* START Provided data *

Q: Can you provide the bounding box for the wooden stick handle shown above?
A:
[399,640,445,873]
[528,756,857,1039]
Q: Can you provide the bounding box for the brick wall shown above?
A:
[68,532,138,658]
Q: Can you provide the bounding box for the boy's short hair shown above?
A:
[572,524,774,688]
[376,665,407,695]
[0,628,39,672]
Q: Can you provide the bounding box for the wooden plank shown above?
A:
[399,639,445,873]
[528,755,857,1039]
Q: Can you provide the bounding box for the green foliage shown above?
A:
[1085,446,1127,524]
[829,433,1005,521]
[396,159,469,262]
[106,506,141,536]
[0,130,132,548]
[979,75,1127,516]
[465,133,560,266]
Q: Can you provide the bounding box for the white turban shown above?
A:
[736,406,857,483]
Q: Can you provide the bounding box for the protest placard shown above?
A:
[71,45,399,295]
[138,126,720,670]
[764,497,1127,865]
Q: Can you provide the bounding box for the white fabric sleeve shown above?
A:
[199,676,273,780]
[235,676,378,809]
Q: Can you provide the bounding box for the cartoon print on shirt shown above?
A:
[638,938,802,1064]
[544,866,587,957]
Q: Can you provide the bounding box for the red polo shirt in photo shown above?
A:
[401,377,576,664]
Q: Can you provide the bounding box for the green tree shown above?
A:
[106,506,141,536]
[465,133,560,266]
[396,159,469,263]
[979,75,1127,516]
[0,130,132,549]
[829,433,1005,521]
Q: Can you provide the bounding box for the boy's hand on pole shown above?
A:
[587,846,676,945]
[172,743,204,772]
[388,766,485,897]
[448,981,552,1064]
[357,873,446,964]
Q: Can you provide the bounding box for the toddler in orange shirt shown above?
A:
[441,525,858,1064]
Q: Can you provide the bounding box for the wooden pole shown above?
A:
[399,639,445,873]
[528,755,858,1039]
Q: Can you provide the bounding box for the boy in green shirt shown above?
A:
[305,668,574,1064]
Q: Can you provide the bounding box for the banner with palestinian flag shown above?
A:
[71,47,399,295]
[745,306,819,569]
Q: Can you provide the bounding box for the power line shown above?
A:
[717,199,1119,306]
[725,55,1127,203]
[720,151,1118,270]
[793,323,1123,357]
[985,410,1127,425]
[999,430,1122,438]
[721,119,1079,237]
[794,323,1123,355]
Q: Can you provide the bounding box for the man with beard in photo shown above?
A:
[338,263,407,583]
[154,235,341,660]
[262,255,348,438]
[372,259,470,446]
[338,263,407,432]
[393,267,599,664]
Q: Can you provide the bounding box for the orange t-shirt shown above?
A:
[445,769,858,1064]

* END Provided data *

■ **What is required**
Put every one of the lines above into a JSON list of strings, one string per line, and leave out any blank lines.

■ **Response to the task**
[
  "Q: Can you provide the bounding box for the wooden stick handle shown above?",
  "A:",
  "[399,640,445,873]",
  "[528,756,857,1039]",
  "Q: Can you provide the bounding box for the brick wall shown above?",
  "A:",
  "[68,532,138,658]",
  "Q: Can you provide the bounding box for the boy's short hair shown above?",
  "A:",
  "[572,524,774,688]",
  "[376,665,407,695]",
  "[0,628,39,672]",
  "Q: Can you provide the bounding box for the wooden plank shown above?",
  "A:",
  "[399,639,445,873]",
  "[528,755,857,1039]",
  "Q: Can you provide the bounding box for the green foliage shown above?",
  "A:",
  "[1085,446,1127,524]",
  "[829,433,1005,521]",
  "[396,159,469,262]",
  "[106,506,141,536]",
  "[0,130,132,548]",
  "[979,75,1127,516]",
  "[465,133,560,266]",
  "Q: Can you provide the bounding box for the white turban shown above?",
  "A:",
  "[736,406,857,483]",
  "Q: Can you provide the bounding box for the protest placard shown above?",
  "A:",
  "[71,45,399,295]",
  "[138,126,720,670]",
  "[764,497,1127,865]",
  "Q: Can you provide the bounding box for the white fabric sleeve shown above?",
  "A:",
  "[199,676,273,780]",
  "[235,676,378,809]",
  "Q: Can you provide the bounding box for the cartoon print on shirt shown above?",
  "A:",
  "[638,938,802,1064]",
  "[544,866,587,957]",
  "Q: Can you provide the bounding box for the red polo shirt in photo shown above?",
  "A:",
  "[401,377,576,664]",
  "Q: Can you provide the bounding box for the green tree shown above?",
  "A:",
  "[106,506,141,536]",
  "[465,133,560,266]",
  "[396,159,469,263]",
  "[979,75,1127,516]",
  "[0,130,132,549]",
  "[829,433,1005,521]",
  "Q: Can you provide the bounding box for the boy's hand on pole shown above?",
  "A:",
  "[587,846,676,945]",
  "[172,743,204,772]",
  "[388,766,485,897]",
  "[448,981,552,1064]",
  "[357,873,446,964]",
  "Q: Can you provide the bounding box for the toddler in orange shirt shown above?",
  "A:",
  "[441,525,858,1064]",
  "Q: Can you provide the bounding box for the wooden pole shown above?",
  "A:",
  "[399,639,445,873]",
  "[528,755,858,1039]",
  "Q: Can you provide the bounding box for the boy in green shirt shown above?",
  "A:",
  "[305,668,574,1064]",
  "Q: Can you provide the bounding box for the banner with palestinian flag shown above?",
  "A:",
  "[71,47,399,295]",
  "[745,306,819,569]",
  "Q: Can you provide the bounding box for the power line shown above?",
  "A:",
  "[717,199,1119,306]",
  "[725,55,1127,203]",
  "[720,151,1118,270]",
  "[793,323,1123,357]",
  "[985,410,1127,425]",
  "[999,430,1122,438]",
  "[721,119,1079,237]",
  "[794,323,1123,355]",
  "Q: Can you provide the bounding box for the man with beard in photo shown above?",
  "A:",
  "[338,263,407,583]",
  "[154,235,341,660]",
  "[262,255,348,438]",
  "[372,259,470,446]",
  "[338,263,407,432]",
  "[393,267,599,664]",
  "Q: Can you provide the bounding box for the orange t-shirt shown above?",
  "A:",
  "[445,769,858,1064]"
]